Records taken from a collection:
=======
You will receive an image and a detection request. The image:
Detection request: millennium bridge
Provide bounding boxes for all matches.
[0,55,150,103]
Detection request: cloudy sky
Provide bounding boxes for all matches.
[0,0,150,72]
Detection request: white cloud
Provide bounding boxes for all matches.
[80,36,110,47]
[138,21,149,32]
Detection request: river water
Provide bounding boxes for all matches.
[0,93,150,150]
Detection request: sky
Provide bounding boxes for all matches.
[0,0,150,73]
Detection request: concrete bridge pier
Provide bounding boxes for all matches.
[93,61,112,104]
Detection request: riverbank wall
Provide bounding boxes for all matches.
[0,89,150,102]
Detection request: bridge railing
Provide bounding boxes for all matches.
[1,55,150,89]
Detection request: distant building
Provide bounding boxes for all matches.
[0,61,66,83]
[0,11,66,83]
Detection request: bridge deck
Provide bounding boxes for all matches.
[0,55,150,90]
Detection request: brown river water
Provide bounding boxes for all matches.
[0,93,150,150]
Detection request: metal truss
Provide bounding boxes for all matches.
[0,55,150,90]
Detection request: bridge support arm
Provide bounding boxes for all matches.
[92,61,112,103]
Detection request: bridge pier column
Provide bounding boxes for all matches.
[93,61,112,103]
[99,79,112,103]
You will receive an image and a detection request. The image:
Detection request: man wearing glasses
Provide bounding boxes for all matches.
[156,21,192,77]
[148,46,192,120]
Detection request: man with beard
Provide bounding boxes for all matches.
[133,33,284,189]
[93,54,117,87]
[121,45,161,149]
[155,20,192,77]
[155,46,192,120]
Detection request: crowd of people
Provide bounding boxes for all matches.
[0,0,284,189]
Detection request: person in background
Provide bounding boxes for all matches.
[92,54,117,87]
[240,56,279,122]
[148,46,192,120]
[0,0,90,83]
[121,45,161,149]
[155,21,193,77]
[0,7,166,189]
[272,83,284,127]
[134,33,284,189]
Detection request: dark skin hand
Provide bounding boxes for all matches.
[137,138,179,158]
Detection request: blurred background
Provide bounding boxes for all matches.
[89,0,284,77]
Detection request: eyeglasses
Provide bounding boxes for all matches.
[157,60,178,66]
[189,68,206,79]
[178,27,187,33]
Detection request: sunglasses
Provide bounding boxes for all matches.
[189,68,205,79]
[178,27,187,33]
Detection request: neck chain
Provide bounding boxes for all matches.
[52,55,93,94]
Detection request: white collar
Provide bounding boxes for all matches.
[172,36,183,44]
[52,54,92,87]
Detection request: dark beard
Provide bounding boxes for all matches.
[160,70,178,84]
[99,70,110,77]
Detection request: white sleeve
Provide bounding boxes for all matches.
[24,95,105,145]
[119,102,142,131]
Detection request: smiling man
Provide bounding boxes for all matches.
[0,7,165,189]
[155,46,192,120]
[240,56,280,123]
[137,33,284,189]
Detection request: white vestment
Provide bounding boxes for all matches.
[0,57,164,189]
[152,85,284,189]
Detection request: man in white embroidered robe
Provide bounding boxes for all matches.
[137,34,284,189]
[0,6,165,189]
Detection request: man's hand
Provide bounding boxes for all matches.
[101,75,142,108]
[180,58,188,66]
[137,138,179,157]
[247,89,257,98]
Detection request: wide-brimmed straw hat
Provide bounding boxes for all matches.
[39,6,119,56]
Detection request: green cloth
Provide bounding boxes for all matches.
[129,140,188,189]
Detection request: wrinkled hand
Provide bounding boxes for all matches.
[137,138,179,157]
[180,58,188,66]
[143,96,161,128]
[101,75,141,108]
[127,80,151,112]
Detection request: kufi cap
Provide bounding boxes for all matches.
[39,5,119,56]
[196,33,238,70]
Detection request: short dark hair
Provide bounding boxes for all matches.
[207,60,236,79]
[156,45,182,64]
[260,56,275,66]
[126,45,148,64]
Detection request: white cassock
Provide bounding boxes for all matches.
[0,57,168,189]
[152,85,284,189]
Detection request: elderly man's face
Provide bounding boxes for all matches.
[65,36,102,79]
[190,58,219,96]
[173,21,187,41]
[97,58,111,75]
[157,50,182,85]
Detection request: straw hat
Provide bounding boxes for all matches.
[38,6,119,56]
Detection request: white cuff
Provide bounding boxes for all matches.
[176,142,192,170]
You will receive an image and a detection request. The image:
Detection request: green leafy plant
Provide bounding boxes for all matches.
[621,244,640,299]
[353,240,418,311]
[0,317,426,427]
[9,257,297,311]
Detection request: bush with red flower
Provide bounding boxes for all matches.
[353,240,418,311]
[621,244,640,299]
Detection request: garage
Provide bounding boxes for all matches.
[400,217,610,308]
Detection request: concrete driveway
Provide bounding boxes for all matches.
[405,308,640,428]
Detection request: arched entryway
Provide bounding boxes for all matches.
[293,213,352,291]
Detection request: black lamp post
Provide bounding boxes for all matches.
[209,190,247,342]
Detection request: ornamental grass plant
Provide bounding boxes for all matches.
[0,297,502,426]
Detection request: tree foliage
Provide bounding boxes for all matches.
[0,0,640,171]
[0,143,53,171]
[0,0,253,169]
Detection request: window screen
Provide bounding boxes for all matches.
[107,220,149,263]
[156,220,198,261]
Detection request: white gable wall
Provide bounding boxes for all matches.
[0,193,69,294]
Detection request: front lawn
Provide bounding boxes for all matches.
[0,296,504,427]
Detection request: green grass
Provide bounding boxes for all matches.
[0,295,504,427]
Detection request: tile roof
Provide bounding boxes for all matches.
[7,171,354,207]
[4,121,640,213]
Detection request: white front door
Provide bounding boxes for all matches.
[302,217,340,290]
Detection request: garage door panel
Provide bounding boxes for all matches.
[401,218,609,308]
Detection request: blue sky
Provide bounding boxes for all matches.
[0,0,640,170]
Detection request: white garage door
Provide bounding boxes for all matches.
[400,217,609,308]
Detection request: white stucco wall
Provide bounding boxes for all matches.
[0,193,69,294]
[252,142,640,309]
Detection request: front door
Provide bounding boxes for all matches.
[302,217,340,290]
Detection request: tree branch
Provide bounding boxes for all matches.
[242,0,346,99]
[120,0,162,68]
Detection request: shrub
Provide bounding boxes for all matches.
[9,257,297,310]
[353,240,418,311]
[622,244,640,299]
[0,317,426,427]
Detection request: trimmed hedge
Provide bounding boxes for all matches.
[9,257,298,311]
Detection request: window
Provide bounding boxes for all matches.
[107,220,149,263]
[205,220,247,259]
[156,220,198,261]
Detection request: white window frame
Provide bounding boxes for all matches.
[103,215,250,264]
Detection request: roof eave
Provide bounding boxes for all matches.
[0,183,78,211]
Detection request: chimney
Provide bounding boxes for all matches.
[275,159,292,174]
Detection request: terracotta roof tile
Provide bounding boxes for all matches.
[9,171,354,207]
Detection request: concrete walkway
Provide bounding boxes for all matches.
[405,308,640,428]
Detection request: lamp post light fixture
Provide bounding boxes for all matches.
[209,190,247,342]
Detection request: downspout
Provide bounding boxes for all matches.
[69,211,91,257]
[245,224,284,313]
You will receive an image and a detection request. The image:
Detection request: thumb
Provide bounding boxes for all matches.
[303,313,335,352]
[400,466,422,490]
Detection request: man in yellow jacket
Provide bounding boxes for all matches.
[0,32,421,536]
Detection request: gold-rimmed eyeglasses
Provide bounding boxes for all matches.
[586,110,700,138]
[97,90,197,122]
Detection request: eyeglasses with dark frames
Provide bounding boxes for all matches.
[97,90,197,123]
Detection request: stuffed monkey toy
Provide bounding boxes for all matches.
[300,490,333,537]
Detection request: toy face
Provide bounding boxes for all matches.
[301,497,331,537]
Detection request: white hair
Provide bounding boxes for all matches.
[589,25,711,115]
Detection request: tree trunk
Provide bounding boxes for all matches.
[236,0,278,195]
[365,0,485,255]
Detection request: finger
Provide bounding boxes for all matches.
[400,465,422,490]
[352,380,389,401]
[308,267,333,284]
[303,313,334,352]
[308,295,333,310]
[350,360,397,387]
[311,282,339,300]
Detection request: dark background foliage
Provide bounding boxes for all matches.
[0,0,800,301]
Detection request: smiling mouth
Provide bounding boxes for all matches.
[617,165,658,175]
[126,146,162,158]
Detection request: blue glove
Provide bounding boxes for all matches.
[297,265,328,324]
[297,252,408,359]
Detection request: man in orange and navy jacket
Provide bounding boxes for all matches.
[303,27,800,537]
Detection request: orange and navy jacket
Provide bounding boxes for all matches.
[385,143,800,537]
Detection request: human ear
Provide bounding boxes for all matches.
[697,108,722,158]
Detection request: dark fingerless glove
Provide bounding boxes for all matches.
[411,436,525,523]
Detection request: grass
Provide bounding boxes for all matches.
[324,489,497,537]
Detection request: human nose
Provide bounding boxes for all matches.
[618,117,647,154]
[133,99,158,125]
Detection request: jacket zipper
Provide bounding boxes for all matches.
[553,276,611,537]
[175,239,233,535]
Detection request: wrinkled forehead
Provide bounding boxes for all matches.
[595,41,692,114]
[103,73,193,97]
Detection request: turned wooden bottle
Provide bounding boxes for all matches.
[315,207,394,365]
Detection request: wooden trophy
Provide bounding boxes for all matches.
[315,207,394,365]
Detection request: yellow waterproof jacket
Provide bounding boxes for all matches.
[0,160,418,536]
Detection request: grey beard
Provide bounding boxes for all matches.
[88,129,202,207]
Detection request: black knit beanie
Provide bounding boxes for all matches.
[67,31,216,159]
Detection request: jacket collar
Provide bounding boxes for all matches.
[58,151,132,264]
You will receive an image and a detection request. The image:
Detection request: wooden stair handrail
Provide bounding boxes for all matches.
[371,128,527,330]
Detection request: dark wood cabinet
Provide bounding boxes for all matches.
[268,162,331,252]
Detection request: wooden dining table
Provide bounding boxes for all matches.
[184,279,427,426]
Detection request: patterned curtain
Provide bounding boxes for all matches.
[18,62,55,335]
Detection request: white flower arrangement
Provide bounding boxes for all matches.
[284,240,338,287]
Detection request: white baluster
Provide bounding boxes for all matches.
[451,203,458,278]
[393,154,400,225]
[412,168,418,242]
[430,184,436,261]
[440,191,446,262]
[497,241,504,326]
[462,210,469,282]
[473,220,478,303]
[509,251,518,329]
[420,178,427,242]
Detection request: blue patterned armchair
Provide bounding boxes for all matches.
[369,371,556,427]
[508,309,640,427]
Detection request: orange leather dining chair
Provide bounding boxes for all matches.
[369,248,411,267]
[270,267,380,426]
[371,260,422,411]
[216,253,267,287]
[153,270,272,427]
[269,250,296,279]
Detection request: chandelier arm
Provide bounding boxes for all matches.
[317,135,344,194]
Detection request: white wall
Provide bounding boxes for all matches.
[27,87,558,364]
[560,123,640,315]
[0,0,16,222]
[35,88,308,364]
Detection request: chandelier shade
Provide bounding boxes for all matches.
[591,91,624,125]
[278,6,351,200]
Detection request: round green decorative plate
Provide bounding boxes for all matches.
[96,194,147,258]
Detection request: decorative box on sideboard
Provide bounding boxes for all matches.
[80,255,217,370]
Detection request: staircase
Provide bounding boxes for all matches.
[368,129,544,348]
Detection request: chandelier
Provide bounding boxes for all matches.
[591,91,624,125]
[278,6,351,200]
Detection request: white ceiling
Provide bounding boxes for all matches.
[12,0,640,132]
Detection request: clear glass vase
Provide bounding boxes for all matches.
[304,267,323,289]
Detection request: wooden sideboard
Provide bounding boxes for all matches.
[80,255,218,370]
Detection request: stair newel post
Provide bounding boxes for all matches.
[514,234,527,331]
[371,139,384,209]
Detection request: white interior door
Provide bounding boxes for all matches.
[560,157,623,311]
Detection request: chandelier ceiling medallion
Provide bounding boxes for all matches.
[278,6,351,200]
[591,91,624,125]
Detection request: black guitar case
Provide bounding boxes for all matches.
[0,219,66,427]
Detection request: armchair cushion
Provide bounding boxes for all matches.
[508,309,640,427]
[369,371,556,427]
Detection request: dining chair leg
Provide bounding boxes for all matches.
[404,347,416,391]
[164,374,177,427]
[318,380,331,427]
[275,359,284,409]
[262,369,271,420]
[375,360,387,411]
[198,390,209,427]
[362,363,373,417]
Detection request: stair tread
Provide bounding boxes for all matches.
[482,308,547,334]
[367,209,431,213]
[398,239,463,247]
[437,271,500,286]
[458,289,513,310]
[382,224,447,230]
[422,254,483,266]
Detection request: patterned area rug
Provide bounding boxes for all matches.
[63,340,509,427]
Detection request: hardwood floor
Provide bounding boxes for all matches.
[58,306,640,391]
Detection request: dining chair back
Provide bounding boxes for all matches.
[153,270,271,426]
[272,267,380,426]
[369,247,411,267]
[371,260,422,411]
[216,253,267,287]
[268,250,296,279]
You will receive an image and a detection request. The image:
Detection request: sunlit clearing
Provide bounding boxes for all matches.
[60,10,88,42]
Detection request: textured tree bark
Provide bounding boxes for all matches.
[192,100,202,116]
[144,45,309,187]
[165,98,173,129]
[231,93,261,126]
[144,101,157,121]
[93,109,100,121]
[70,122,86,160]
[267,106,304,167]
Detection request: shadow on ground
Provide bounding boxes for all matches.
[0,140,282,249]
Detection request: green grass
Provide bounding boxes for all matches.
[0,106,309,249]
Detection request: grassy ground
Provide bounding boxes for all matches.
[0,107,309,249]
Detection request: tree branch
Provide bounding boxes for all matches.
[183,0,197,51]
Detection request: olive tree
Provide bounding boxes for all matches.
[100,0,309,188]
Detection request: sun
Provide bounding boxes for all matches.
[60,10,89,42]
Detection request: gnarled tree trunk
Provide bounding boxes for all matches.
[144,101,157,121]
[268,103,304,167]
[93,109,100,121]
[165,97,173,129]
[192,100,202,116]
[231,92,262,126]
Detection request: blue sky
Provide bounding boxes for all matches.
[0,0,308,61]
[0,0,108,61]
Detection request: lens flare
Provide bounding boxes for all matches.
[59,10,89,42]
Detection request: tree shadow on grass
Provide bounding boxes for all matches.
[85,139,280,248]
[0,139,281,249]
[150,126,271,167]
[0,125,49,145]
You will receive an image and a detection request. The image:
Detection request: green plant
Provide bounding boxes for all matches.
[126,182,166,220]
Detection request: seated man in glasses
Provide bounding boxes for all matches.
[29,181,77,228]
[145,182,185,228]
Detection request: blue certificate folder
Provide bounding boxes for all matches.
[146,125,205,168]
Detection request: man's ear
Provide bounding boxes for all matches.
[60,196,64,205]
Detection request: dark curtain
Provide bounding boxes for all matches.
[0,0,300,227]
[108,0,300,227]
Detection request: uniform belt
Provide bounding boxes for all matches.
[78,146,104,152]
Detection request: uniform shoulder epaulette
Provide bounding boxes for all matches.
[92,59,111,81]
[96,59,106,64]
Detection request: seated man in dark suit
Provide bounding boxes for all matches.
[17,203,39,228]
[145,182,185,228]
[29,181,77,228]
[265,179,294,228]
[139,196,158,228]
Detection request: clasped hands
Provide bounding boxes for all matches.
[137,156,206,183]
=======
WRITTEN EXERCISE — Which lines in the records above contain the word "uniform"? Pick out each such line and copy it, treating case as significant.

FINAL ANSWER —
Detection request: uniform belt
Detection request: uniform shoulder epaulette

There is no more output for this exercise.